First of all, I will use SageMaker's batch transform feature, which  is a high-performance and high-throughput method for transforming data and generating inferences. 

- I personally think, It's ideal for scenarios where you're dealing with large batches of data, don't need sub-second latency, or need to both preprocess and transform the training data. 

- My main focus is to deploy model, so on analytic point of view, I tried to use Sagemaker's ML library and find median housing price for specific housing requrements in certain areas. 

 


## Set Environment (lib & SageMaker)

In [0]:
# Setting-up Notebook in relevant environment.

import os
import numpy as np
import pandas as pd 
import matplotlib.pyplot as plt
%matplotlib inline

from sklearn.datasets import load_boston
import sklearn.model_selection

In [0]:
# set sagemaker in env.
import sagemaker
from sagemaker import get_execution_role
from sagemaker.amazon.amazon_estimator import image_url
from sagemaker.predictor import csv_serializer

# Object to represent current active session of sagemaker - contains some useful info. for future usage.
session = sagemaker.Session()

# object shows IAM role - will help us to assign training job to sagemaker.
role = get_execution_role()

## Download Data 

In [0]:
boston = load_boston()


## Data preparation and splitting.


In [0]:
# prepare data for python notebook
X_bos_pd = pd.DataFrame(boston.data, columns=boston, feature_names)
y_bos_pd = pd.DataFrame(bosotn.target)

# splitting into train and test
x_train,S_test,Y_train,Y_test = sklearn.model_selection.train_test_split(X_bos_pd, Y_bos_pd, test_size =0.33)

# further splitting of train to train(2/3) and validation(1/3)
X_train, X_val, Y_train, Y_val = sklearn.model_selection.train_test_split(X_train, Y_train, test_size=0.33)

SyntaxError: ignored

## Uploading dataa files to S3.

Keep in mind that, 

- When a training job is constructed using SageMaker, a container is executed which performs the training operation.
- This container is given access to data that is stored in S3. This means that we need to upload the data we want to use for training to S3. 
- In addition, when we perform a batch transform job, SageMaker expects the input data to be stored on S3. We can use the SageMaker API to do this and hide some of the details, but first data saved locally and then uploaded to S3 container.




In [0]:
# define & ensure data dictionary...
data_dir = '.../data/boston'
if not os.path.exists(data_dir):
  os.makedirs(data_dir)

In [0]:
# In data_dir, I amd creating csv file format for all data, and in validation and train set target data comes in first columns.

X_test.to_csv(os.path.join(data_dir,'test.csv'),header = False, index = False)
 
pd.concat([Y_val,X_val], axis =1).to_csv(os.path.join(data_dir, 'validation.csv'),header=False, index= False)
pd.concat([Y_train,X_train],axis =1).to_csv(os.path.join(data_dir,'train.csv'),header=Flase,index=False)

### Upload to S3 - data storage.
Its good prectice to give prefix to your S3 bucket, so you can easily get idea about specific container for relevant project. 
- Here, I am giving name as "dataset_name-algorithm_name-API_level".

I will use xgboost algorithm, which is one of the modern approach for supervised learning. It boost our algorithm gradient and give high accuracy result with good F1 score Matrix. 

> For more info, visit [XGBoost](https://xgboost.readthedocs.io/en/latest/) official documentation.

In [0]:
prefix = 'boston-xgboost-HL'

test_location = session.upload_data(os.path.join(data_dir,'test.csv'),key_prefix = prefix)

## Written problem
Reproduce the part of the SageMaker notebook excerpt that opens with the words containing "- Here, I am" and closes with "F1 score Matrix.", changing "supervised learning" to "predictive modeling".

## Supplied material
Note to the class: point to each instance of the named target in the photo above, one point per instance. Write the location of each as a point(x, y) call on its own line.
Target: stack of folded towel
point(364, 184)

## Answer to the problem
- Here, I am giving name as "dataset_name-algorithm_name-API_level".

I will use xgboost algorithm, which is one of the modern approach for predictive modeling. It boost our algorithm gradient and give high accuracy result with good F1 score Matrix.